- [TASK DESCRIPTION]
Copy out the Usenet post below in full, word for word and line for line, headers included.

DOCUMENT EXCERPT START

Subject: Re: Lisp considered too hard
From: erik@naggum.no (Erik Naggum)
Date: 1995/06/26
Newsgroups: comp.lang.lisp
Message-ID: <19950626T153740Z@naggum.no>

[Scott Wheeler]

|   Of course you could now use RTTI in ANSI-draft C++. I'm puzzled as to 
|   how one would use a list of completely unrelated objects though.

the typical "stack" is such a list.  if we consider "list" a little
relaxedly, so is the typical "file system".  of course, "completely" may
have to be relaxed, too.

|   Buy a different reference book, you've got a dud :-). PJ Plauger's
|   "Standard C library" is about 3/4" thick, contains complete source code
|   and hints on appropriateness of use, and it would take me about 15s to
|   find the functions - although I'd actually use the online help from my
|   compiler.

I have actually timed myself (aren't computers great?) when I need to look
something up in CLtL2.  I average 11 seconds to find what I'm looking for,
usually by going through the very good index.  15 seconds sounds excessive.
man, it adds up to _days_ during a lifetime.

DOCUMENT EXCERPT END
DATA FOR ANALYSIS START

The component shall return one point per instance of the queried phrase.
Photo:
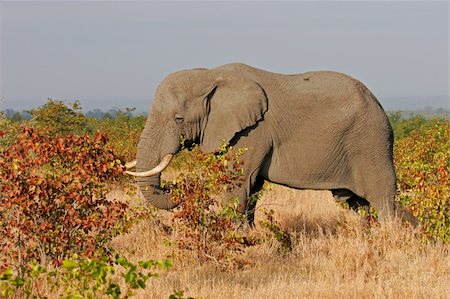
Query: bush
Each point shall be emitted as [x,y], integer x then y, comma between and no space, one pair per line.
[82,278]
[52,200]
[124,131]
[423,166]
[216,233]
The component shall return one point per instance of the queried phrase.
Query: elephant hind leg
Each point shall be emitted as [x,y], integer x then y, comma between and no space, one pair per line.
[354,201]
[251,202]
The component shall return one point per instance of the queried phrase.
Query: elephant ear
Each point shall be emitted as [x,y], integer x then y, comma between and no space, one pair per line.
[236,103]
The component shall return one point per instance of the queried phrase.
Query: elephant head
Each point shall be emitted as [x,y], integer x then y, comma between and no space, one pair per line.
[199,105]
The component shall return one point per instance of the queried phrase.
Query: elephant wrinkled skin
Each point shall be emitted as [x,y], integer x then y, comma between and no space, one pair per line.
[318,130]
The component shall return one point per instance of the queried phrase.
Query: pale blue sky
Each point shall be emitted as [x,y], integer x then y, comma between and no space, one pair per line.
[113,54]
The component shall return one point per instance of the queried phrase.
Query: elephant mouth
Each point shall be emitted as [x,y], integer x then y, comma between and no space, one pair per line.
[152,172]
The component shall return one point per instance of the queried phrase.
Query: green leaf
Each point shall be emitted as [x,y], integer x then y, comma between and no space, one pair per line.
[69,264]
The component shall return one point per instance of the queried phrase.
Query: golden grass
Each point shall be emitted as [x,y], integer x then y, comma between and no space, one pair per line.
[334,255]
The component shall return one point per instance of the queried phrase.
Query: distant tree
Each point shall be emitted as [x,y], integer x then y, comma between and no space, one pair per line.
[57,117]
[96,113]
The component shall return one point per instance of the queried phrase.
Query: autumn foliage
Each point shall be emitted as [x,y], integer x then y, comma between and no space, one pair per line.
[52,200]
[423,167]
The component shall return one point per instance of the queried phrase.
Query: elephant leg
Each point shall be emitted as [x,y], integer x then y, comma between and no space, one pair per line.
[354,201]
[251,201]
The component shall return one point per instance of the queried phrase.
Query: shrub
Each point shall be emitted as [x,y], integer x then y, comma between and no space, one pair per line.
[423,166]
[216,233]
[82,278]
[52,200]
[124,131]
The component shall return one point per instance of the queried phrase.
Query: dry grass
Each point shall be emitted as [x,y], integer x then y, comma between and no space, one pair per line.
[334,255]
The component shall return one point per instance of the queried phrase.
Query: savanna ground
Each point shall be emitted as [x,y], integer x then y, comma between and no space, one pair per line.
[87,232]
[333,254]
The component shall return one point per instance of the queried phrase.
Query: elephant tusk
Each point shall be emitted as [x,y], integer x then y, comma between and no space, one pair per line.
[160,167]
[131,164]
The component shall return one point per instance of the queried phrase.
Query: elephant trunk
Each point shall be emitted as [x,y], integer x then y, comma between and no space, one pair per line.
[150,156]
[153,193]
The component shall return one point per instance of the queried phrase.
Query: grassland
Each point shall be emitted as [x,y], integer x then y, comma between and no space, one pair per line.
[334,255]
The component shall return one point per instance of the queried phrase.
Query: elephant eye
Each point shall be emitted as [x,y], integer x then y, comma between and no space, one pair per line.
[179,118]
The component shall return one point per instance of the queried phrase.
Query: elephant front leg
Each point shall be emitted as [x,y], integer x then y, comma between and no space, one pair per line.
[247,196]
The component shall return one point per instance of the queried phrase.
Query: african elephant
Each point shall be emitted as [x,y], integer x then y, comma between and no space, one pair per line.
[318,130]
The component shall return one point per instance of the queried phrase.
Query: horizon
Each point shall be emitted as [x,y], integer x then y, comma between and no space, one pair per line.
[114,54]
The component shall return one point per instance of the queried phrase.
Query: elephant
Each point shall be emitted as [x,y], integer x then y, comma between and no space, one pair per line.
[320,130]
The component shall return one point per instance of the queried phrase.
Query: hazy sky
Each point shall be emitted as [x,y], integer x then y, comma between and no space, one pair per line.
[113,54]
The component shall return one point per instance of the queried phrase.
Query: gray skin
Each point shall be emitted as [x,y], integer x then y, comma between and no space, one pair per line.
[317,130]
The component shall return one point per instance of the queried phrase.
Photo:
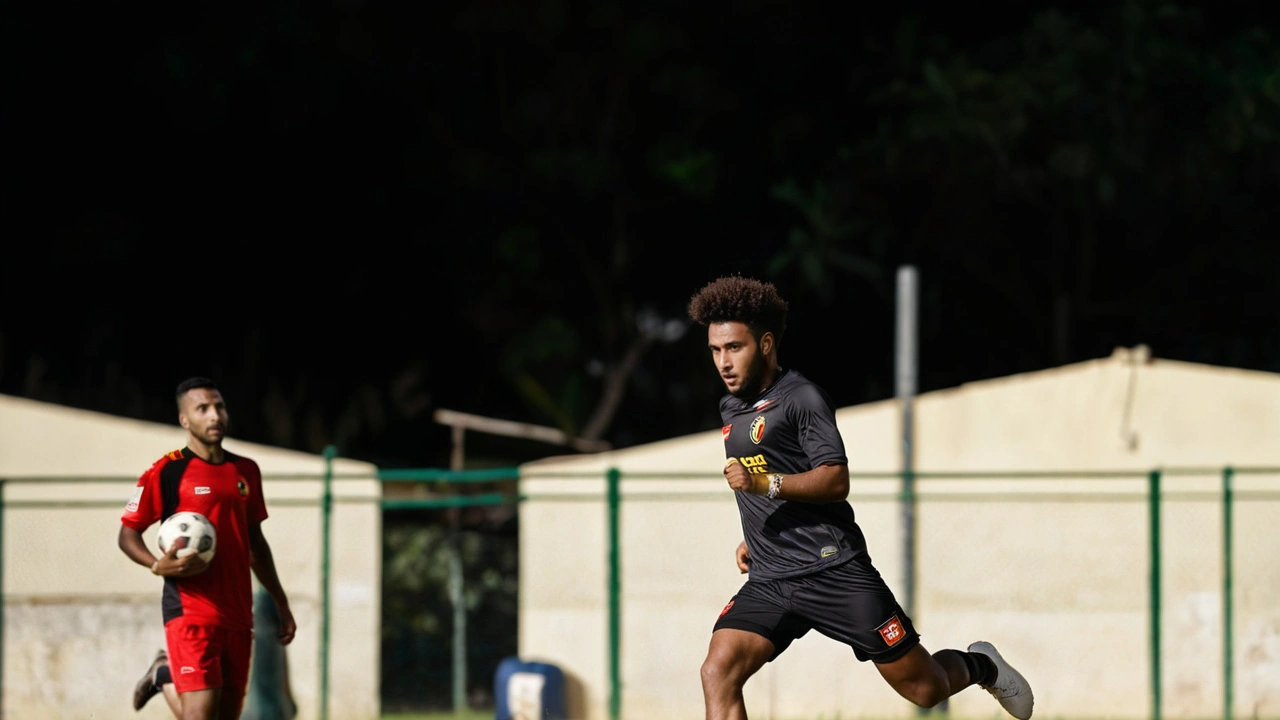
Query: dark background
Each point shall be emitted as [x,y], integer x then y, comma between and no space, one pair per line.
[355,214]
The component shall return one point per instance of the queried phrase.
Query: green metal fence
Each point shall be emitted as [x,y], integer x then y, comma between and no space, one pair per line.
[924,488]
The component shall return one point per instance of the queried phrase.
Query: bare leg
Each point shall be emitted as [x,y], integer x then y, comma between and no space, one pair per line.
[173,698]
[201,705]
[926,679]
[732,657]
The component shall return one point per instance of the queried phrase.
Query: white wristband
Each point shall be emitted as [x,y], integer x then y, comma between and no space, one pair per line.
[775,486]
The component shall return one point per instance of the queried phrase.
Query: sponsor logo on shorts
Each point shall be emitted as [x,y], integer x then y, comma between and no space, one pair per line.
[892,630]
[726,607]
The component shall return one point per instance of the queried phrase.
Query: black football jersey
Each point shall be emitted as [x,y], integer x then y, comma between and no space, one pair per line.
[789,428]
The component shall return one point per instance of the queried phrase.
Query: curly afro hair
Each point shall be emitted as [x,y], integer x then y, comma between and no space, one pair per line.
[734,299]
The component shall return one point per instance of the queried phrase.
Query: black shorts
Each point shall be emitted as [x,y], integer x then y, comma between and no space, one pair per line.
[849,602]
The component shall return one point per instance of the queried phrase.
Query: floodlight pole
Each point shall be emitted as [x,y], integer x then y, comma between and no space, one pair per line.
[905,383]
[906,370]
[456,584]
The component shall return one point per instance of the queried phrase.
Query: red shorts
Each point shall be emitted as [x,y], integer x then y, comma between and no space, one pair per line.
[208,656]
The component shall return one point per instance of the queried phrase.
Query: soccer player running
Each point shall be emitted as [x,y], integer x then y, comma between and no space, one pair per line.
[208,607]
[808,560]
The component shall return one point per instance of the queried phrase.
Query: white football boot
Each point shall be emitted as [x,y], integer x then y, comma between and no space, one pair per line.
[1010,688]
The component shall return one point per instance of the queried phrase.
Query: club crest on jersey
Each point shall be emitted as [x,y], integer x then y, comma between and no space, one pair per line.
[727,607]
[892,630]
[132,506]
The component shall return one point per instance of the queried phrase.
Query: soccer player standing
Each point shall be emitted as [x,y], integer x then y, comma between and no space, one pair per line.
[208,609]
[808,560]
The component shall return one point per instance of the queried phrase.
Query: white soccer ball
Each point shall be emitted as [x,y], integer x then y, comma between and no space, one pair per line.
[192,532]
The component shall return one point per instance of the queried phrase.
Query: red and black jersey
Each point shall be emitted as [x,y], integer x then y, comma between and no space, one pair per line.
[228,493]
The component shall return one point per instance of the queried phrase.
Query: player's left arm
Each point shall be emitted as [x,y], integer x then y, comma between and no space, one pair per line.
[264,566]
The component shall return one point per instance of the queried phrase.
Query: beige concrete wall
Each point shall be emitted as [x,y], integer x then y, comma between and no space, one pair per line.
[1055,570]
[82,621]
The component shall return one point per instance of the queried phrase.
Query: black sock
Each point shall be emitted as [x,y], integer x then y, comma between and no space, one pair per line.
[982,670]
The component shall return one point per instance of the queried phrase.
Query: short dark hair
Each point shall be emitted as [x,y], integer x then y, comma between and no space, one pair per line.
[734,299]
[193,383]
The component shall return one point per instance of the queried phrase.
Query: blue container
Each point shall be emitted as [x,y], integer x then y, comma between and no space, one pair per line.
[529,691]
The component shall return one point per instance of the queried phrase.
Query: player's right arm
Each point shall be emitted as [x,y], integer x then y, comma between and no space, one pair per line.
[744,557]
[140,514]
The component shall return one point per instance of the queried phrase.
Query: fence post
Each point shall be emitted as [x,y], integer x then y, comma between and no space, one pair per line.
[1153,524]
[1228,646]
[327,538]
[1,597]
[615,481]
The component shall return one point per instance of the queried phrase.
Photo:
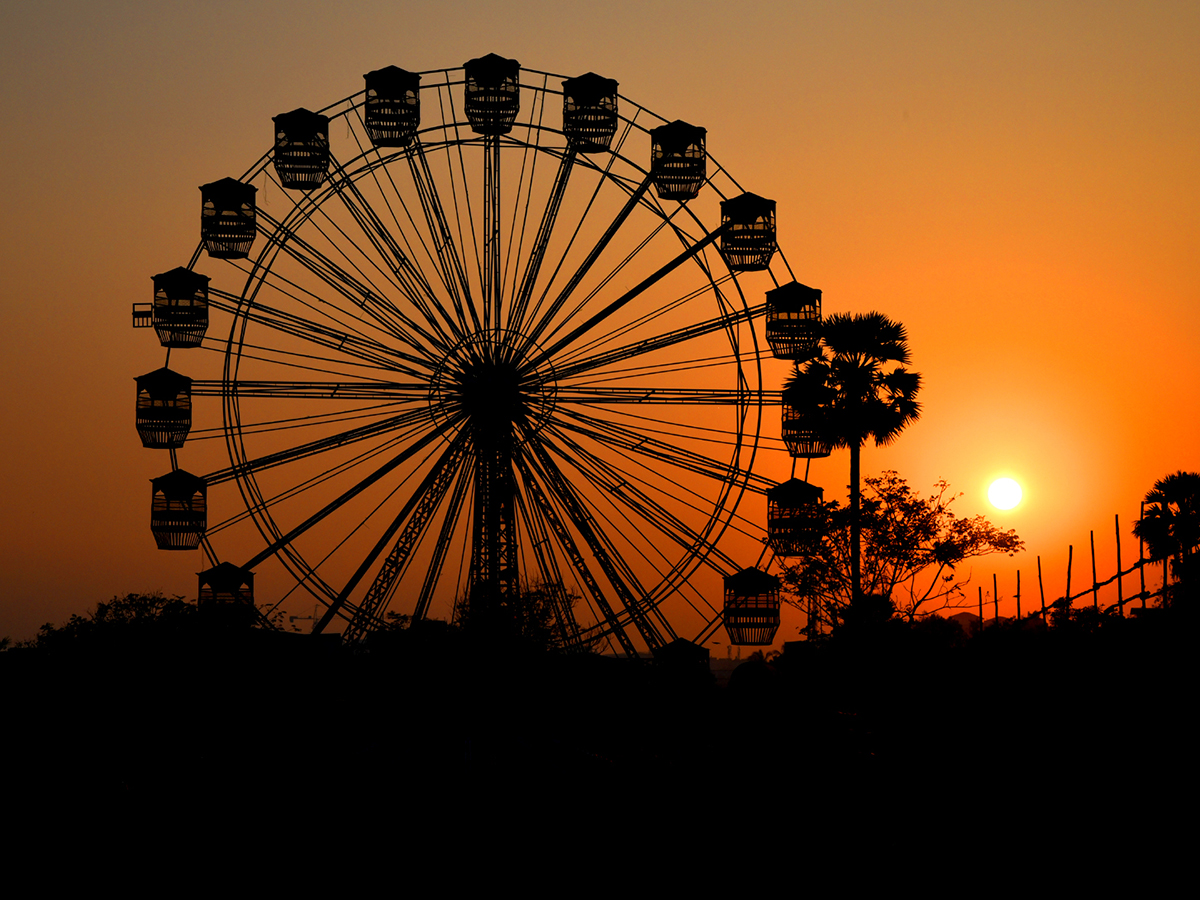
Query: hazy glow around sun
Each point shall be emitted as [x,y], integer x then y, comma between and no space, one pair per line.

DATA FOR ANALYSIS END

- [COMPLETED EXERCISE]
Subject: Re: Lisp considered too hard
From: erik@naggum.no (Erik Naggum)
Date: 1995/06/26
Newsgroups: comp.lang.lisp
Message-ID: <19950626T153740Z@naggum.no>

[Scott Wheeler]

|   Of course you could now use RTTI in ANSI-draft C++. I'm puzzled as to 
|   how one would use a list of completely unrelated objects though.

the typical "stack" is such a list.  if we consider "list" a little
relaxedly, so is the typical "file system".  of course, "completely" may
have to be relaxed, too.

|   Buy a different reference book, you've got a dud :-). PJ Plauger's
|   "Standard C library" is about 3/4" thick, contains complete source code
|   and hints on appropriateness of use, and it would take me about 15s to
|   find the functions - although I'd actually use the online help from my
|   compiler.

I have actually timed myself (aren't computers great?) when I need to look
something up in CLtL2.  I average 11 seconds to find what I'm looking for,
usually by going through the very good index.  15 seconds sounds excessive.
man, it adds up to _days_ during a lifetime.